◆ **Object point labels**
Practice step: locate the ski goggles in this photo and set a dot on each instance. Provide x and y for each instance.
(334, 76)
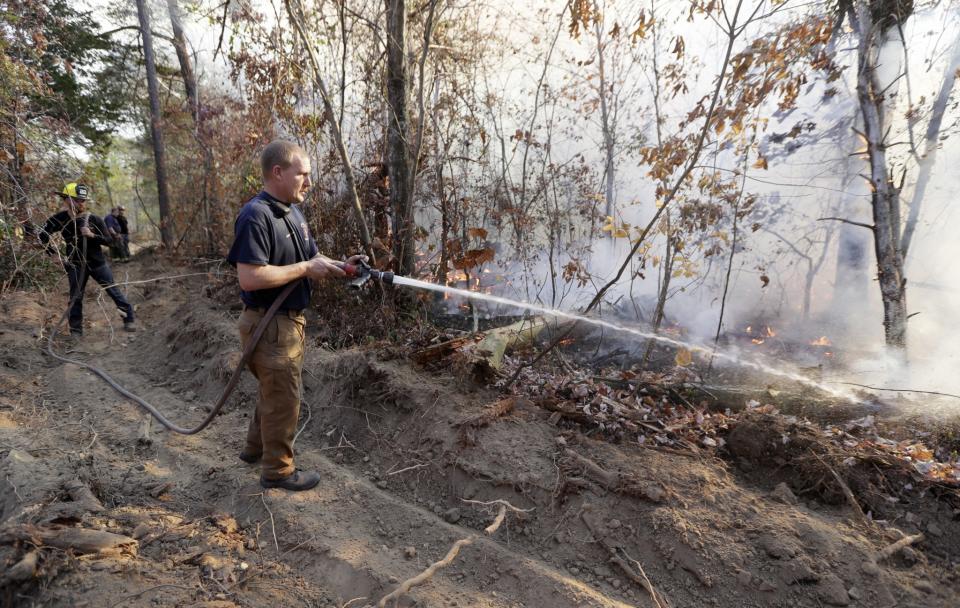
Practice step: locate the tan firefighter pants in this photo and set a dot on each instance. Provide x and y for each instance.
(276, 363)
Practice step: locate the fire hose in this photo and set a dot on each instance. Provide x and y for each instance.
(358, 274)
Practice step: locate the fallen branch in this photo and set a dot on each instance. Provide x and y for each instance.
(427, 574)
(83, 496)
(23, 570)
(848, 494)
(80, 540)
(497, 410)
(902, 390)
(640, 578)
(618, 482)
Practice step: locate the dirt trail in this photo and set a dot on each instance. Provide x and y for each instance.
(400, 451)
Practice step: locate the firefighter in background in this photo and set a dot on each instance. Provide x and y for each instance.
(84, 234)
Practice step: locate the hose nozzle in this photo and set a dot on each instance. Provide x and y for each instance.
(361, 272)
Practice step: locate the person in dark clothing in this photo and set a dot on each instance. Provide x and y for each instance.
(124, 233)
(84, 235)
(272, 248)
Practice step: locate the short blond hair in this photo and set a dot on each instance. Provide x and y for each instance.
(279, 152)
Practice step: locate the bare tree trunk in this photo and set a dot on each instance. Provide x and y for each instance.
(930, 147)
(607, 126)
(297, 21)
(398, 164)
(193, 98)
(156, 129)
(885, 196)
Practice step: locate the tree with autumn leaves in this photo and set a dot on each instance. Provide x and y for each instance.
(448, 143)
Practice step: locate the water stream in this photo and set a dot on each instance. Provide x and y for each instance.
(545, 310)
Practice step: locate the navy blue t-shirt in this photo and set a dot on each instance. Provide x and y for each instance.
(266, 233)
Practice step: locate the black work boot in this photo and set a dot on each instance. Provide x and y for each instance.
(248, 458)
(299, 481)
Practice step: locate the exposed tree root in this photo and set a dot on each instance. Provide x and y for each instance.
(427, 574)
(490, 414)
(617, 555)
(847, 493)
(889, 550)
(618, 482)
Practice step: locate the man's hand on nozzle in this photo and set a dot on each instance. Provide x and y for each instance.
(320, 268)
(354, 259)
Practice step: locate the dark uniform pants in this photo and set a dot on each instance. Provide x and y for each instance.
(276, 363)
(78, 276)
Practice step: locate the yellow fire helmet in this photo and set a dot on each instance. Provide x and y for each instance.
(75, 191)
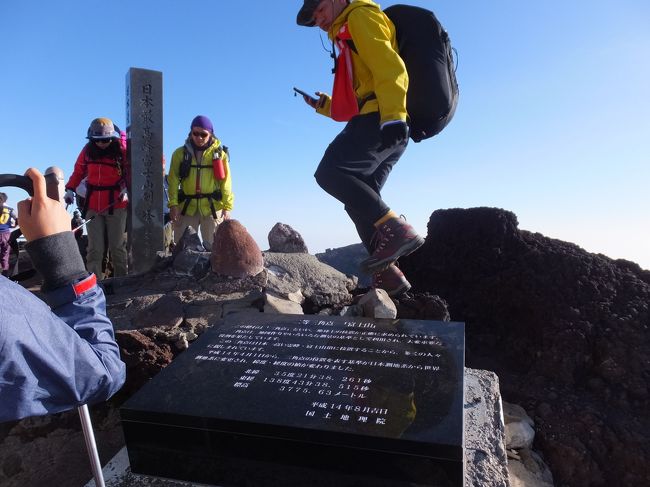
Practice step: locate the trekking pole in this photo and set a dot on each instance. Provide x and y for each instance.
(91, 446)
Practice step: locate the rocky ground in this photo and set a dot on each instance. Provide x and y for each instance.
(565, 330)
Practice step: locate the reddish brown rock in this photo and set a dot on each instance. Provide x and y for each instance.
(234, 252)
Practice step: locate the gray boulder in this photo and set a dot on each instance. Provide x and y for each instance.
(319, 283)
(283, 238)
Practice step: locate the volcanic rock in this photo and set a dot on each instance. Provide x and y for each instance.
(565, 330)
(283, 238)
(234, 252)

* * *

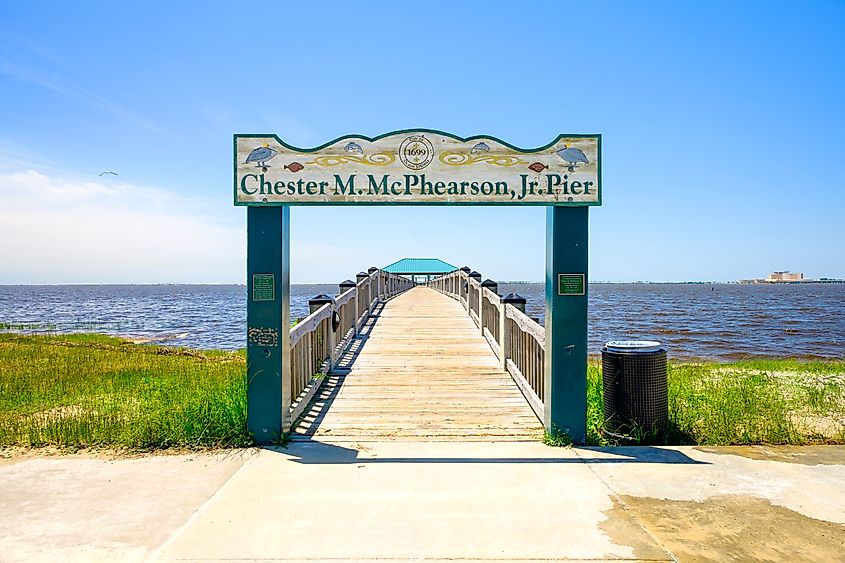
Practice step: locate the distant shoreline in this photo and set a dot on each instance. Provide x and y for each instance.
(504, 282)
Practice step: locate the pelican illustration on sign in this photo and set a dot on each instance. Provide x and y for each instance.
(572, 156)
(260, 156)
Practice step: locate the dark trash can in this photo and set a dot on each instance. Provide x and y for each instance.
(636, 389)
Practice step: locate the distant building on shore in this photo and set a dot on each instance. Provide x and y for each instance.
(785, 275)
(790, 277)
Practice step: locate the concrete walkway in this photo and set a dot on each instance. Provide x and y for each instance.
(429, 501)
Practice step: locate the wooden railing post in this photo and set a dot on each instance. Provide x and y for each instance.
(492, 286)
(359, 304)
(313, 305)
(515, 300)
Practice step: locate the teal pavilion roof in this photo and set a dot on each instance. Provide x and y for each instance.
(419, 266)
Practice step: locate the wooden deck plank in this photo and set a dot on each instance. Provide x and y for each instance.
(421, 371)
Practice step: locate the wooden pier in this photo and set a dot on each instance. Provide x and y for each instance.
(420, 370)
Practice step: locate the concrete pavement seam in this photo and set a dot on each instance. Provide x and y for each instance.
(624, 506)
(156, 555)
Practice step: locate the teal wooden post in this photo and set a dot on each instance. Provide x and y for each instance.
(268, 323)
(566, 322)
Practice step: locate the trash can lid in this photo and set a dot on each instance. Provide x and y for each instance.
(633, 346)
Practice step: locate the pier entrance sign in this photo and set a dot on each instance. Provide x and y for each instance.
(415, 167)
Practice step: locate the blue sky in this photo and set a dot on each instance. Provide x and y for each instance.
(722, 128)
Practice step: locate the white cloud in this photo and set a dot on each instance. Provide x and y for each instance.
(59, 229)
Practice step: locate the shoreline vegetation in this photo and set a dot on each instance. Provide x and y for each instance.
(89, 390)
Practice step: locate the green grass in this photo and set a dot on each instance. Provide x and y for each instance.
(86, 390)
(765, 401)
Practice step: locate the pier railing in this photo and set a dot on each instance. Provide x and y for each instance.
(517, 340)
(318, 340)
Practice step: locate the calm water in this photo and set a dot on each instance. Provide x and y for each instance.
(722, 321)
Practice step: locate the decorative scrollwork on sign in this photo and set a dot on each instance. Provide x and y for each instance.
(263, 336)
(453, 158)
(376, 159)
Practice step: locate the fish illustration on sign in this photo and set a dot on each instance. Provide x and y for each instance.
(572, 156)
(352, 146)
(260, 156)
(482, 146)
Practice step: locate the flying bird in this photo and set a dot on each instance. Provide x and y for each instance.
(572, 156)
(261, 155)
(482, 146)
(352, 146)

--

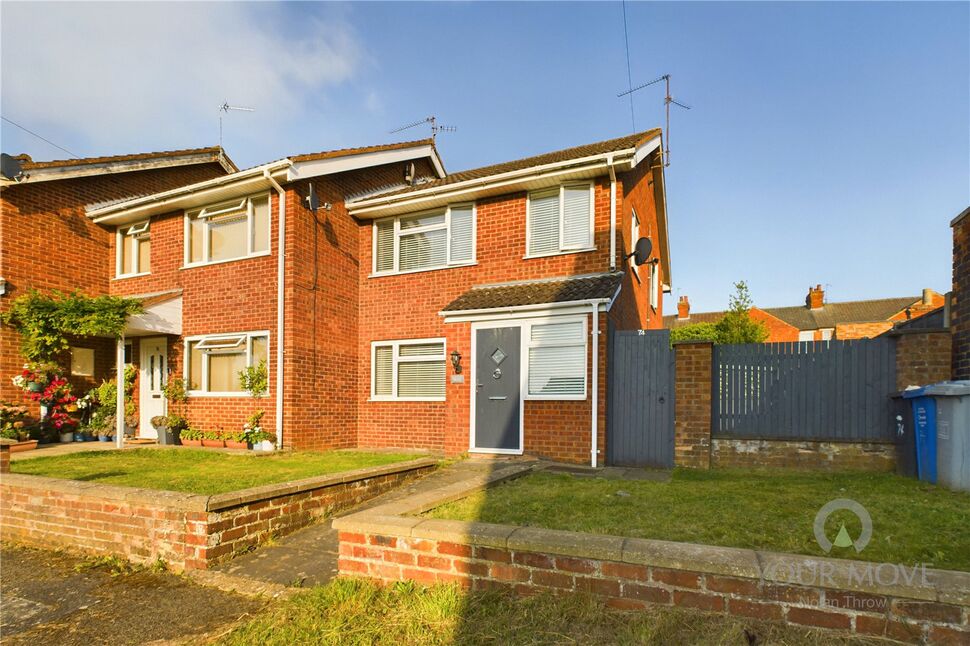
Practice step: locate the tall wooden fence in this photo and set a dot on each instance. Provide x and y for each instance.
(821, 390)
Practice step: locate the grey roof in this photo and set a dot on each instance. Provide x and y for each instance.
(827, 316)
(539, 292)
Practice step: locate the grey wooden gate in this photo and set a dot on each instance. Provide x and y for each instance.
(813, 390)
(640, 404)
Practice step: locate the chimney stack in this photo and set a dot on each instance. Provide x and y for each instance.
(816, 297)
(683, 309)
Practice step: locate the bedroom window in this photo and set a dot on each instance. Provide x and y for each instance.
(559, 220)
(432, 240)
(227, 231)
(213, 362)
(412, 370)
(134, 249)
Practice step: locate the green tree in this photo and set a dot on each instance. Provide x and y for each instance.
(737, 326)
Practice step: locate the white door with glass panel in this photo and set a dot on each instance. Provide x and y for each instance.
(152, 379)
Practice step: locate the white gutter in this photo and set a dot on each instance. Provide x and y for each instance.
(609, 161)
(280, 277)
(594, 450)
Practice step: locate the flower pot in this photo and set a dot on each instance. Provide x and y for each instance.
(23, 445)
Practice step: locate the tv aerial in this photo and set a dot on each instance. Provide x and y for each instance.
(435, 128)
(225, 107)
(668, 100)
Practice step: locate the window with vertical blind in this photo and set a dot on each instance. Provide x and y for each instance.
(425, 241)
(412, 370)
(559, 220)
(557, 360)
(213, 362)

◆ **Stated exercise**
Count the lines in the records that contain the word "trash" and give only that number.

◆ **The solution**
2